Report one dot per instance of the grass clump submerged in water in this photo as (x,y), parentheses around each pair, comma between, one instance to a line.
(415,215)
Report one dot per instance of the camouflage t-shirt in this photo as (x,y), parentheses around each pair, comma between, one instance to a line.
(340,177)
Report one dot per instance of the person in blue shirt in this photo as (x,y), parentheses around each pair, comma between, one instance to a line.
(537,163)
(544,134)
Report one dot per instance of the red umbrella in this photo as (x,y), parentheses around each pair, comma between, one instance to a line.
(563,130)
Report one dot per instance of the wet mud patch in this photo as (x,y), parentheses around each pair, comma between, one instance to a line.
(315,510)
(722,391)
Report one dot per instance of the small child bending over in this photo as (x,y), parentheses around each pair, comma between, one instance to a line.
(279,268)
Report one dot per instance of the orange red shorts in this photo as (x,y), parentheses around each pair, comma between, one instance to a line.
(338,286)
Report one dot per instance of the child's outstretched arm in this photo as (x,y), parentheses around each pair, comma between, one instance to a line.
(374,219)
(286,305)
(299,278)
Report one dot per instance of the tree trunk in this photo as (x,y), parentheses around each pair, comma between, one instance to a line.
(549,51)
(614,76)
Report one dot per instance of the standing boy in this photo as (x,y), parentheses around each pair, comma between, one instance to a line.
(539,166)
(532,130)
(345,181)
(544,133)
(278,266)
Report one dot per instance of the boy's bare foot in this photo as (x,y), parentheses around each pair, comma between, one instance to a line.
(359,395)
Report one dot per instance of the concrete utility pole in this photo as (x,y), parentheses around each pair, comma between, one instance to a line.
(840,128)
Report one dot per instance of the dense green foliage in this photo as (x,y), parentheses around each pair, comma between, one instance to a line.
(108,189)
┄┄┄┄┄┄┄┄┄┄
◆ Directions
Please output the lines above as a numbered list, leaving out any blank lines.

◆ Problem solution
1. Report one dot per instance of the grass clump submerged in water in this photo as (x,y), parentheses around each pair, comma between, one instance to a line.
2. (415,215)
3. Report one dot per instance of the camouflage t-shirt in this photo as (x,y), parentheses around each pair, comma between, one instance to a line.
4. (340,177)
5. Report one dot per instance of the person in blue shirt in this photo as (x,y), parentheses around each pair, comma between, one instance to a line.
6. (537,163)
7. (544,134)
8. Report one dot per instance of the red umbrella in this photo as (x,y), parentheses around each pair, comma between, one instance to a line.
9. (563,130)
10. Report one dot per instance of the wet mud patch in this photo as (x,y), parentheses around each pair, comma between, one instance to a line.
11. (315,510)
12. (722,391)
13. Report one dot per instance of the small child bending over in this photo as (x,y), parentheses around each pair, comma between, one instance to a line.
14. (279,268)
15. Report one dot per instance of the orange red shorts in this photo as (x,y), parentheses around each pair, comma between, one instance to a line.
16. (338,286)
17. Report one dot per instance of the child's outstretched arm in this photo as (x,y), parentheses around each pair, comma between, one instance to a line.
18. (374,219)
19. (286,305)
20. (299,278)
21. Report one dot per instance of the tree trunk in this photo as (x,y), parentheses around each pair, comma between, one instance to a line.
22. (549,51)
23. (614,76)
24. Report one dot per instance of the standing boy in this photo as (x,y), parentheses around each pair, comma between, one instance to a line.
25. (539,166)
26. (532,130)
27. (345,181)
28. (544,133)
29. (278,266)
30. Report one dot per instance of the boy's bare foot in this photo as (x,y), parentheses around each pair, comma between, one instance to a line.
31. (359,395)
32. Report one dot per instance of the concrete utility pole in this photo as (x,y), parentheses around each pair, comma between, one instance to a line.
33. (840,128)
34. Report one dot per instance of the dense green foliage in this photo as (x,y), parentheses around each pair, comma between, one instance to a line.
35. (108,189)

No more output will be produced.